## Your instructions
Write out the data below exactly as given, without any of its pictures.

## Data excerpts
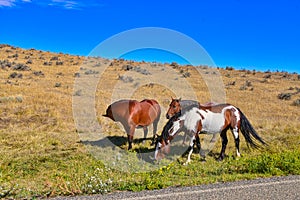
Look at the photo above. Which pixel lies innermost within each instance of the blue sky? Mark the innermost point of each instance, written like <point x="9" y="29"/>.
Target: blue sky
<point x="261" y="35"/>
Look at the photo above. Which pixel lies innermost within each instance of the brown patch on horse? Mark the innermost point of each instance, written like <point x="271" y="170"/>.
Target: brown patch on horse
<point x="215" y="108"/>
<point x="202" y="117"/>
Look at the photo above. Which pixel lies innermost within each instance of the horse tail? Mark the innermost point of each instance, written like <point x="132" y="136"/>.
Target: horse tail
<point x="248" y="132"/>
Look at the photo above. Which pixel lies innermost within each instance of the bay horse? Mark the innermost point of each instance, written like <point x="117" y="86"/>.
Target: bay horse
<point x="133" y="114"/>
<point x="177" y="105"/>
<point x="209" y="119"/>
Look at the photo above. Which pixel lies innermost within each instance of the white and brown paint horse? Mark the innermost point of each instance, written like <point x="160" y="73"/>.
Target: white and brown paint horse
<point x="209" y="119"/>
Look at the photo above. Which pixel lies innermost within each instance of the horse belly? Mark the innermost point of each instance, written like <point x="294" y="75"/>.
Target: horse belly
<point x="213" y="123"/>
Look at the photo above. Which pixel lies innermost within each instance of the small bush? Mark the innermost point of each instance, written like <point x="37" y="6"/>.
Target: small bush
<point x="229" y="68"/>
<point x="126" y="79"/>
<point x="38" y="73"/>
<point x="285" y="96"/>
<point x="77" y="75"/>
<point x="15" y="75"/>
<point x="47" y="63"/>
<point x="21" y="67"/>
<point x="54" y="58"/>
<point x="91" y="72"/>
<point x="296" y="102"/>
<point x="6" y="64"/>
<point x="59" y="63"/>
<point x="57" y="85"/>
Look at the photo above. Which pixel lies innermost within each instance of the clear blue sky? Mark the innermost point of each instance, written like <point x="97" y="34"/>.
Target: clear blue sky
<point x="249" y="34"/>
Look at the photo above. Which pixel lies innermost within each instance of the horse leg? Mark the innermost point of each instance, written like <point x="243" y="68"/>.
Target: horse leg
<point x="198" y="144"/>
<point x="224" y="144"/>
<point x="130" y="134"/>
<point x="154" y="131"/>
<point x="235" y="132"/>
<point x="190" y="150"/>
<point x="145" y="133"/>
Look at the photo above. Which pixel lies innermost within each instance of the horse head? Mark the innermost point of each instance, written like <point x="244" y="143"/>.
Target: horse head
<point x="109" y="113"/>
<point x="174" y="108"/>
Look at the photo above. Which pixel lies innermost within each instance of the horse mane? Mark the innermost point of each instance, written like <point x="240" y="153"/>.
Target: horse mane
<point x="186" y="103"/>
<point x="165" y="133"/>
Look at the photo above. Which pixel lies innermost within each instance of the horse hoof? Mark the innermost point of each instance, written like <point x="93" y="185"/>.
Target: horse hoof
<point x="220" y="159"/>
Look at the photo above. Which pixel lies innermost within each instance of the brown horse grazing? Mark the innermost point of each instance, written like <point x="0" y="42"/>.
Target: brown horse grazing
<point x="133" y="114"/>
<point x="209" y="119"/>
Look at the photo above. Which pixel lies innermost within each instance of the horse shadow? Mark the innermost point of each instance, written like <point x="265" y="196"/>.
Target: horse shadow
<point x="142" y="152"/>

## Result of the task
Look at the photo above. Which pixel lies innermost within each instance of the blue sky? Mark the innermost point of each instance, written like <point x="9" y="29"/>.
Target: blue sky
<point x="261" y="35"/>
Look at the photo above. Which pixel lies innermost within each instance of the brown patch on horse? Mark the innermost point of each instance, written like <point x="271" y="170"/>.
Target: brown patch on horse
<point x="215" y="108"/>
<point x="202" y="117"/>
Look at the photo above. Which pixel lies innermost within each instance of the horse tail? Mark the innermost point of each instance, written like <point x="132" y="136"/>.
Target: horse tail
<point x="248" y="132"/>
Look at the photo above. Which pixel lies innermost within each instance of the bay horse? Mark the innermost point of each instance, written like <point x="117" y="86"/>.
Target: bay horse
<point x="133" y="114"/>
<point x="177" y="105"/>
<point x="209" y="119"/>
Look at the photo above. Which pixel lies innermost within each instance of the white and brown paint horse? Mark the innermost point of each instance, written like <point x="160" y="73"/>.
Target: white and brown paint horse
<point x="209" y="119"/>
Look at the photo above. Which pixel lies innermost within each instance of the horse belly? Mark the innermost point of each instance, written like <point x="294" y="75"/>.
Target: horse belly
<point x="213" y="123"/>
Look at the photo above. Which pixel lies innermost within each instance of the small bush? Mark the innermost point of each instance, written like <point x="37" y="6"/>.
Target: small bush
<point x="229" y="68"/>
<point x="126" y="79"/>
<point x="38" y="73"/>
<point x="285" y="96"/>
<point x="77" y="75"/>
<point x="15" y="75"/>
<point x="47" y="63"/>
<point x="21" y="67"/>
<point x="54" y="58"/>
<point x="91" y="72"/>
<point x="296" y="102"/>
<point x="6" y="64"/>
<point x="59" y="63"/>
<point x="57" y="85"/>
Look at the photo above. Which pixel lies innermost within each instance of the clear blue sky? Mark the innermost point of each instance, written like <point x="97" y="34"/>.
Target: clear blue sky
<point x="249" y="34"/>
Look at the photo above. Which pixel lies innermost within each instance of the horse leg? Mark the innermost point of each instance, written like <point x="243" y="68"/>.
Target: horse leg
<point x="198" y="144"/>
<point x="224" y="144"/>
<point x="130" y="134"/>
<point x="154" y="131"/>
<point x="235" y="132"/>
<point x="190" y="150"/>
<point x="145" y="133"/>
Look at the photo above. Which pixel lies innermost within each instance of the horse head? Mark the innermost point of each instance, written like <point x="244" y="143"/>.
Target: horse head
<point x="109" y="113"/>
<point x="174" y="108"/>
Look at the photo above. Which pixel lies innermost within each instance of the horse mane? Mark the innermost point of each instance, written like <point x="240" y="153"/>.
Target: horse mane
<point x="186" y="103"/>
<point x="165" y="133"/>
Look at the photo above. Which pixel lies innermost within each instance of the horse hoof? Mark the innermost point of each instance, written like <point x="93" y="185"/>.
Target: horse hoof
<point x="220" y="159"/>
Look at the photo above. Which pixel lies innermost within each instance of the brown horse grazing? Mark the innermost point of each instance, written like <point x="0" y="42"/>.
Target: brown horse grazing
<point x="133" y="114"/>
<point x="209" y="119"/>
Look at the photo above. Which pixel lies innermost within each instance of the horse shadow? Mark the innermost point of each instance, written like <point x="265" y="196"/>.
Target: horse shadow
<point x="142" y="152"/>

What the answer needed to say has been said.